EXERCISE:
Transcribe, character for character, the stretch of the records from the line containing "Keypoint placement for each instance of the weathered" through the end of the records.

DATA TO PROCESS:

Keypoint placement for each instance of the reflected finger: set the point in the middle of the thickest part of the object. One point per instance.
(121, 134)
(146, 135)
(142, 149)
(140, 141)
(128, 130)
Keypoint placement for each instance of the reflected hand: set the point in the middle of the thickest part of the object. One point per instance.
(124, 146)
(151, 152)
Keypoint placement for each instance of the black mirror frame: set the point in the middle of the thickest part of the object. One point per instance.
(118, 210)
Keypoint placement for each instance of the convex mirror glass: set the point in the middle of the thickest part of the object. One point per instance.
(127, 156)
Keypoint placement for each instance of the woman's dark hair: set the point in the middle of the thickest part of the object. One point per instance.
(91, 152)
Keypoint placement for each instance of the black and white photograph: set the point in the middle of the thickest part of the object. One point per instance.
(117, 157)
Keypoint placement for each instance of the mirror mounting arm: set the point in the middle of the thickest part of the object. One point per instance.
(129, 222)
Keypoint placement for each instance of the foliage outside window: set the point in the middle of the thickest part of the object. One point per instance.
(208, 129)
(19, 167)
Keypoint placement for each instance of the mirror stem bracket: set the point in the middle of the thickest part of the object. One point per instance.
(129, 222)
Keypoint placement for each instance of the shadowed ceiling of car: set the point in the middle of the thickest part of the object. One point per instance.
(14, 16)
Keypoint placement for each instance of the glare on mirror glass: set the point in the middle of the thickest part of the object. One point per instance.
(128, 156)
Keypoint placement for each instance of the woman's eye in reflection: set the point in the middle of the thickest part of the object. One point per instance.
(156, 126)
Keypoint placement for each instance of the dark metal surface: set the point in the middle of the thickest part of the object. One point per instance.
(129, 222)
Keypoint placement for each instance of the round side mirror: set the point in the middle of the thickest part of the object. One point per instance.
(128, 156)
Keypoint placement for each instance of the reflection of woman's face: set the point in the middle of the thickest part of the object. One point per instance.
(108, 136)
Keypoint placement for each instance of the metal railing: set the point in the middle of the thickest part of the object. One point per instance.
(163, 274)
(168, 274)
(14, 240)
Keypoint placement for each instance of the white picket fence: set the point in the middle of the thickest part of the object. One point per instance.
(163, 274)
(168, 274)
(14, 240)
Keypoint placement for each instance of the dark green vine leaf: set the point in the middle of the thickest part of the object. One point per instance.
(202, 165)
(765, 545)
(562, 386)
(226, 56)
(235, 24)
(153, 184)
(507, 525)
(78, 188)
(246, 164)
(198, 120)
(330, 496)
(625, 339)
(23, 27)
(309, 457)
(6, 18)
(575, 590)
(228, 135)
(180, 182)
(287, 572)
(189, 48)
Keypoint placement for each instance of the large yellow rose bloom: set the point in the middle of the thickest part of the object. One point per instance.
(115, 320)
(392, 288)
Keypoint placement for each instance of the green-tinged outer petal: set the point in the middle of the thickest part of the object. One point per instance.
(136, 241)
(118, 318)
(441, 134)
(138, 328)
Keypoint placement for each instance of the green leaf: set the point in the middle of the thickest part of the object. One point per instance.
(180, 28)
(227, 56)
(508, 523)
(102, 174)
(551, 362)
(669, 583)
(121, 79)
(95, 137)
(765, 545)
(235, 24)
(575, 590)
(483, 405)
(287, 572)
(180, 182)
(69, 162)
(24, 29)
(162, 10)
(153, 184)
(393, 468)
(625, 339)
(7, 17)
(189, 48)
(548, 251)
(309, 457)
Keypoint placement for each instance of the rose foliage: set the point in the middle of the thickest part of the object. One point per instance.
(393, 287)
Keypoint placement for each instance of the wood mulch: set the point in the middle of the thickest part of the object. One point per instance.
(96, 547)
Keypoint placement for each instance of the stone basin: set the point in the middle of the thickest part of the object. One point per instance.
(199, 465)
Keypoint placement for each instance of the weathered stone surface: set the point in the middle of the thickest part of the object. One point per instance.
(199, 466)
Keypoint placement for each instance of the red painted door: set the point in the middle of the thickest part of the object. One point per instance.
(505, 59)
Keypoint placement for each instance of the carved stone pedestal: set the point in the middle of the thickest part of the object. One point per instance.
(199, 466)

RESULT:
Keypoint placement for each instance of the weathered stone surface: set the point in the middle of the thickest part of the object. One point per instance.
(199, 466)
Keypoint placement for each instance of the red painted door: set the point in the middle of the thickest part of the object. One point per instance.
(505, 59)
Keypoint placement for each instance of the carved stone pedestal: set the point in the middle of the thickest part of the object. One point per instance.
(199, 466)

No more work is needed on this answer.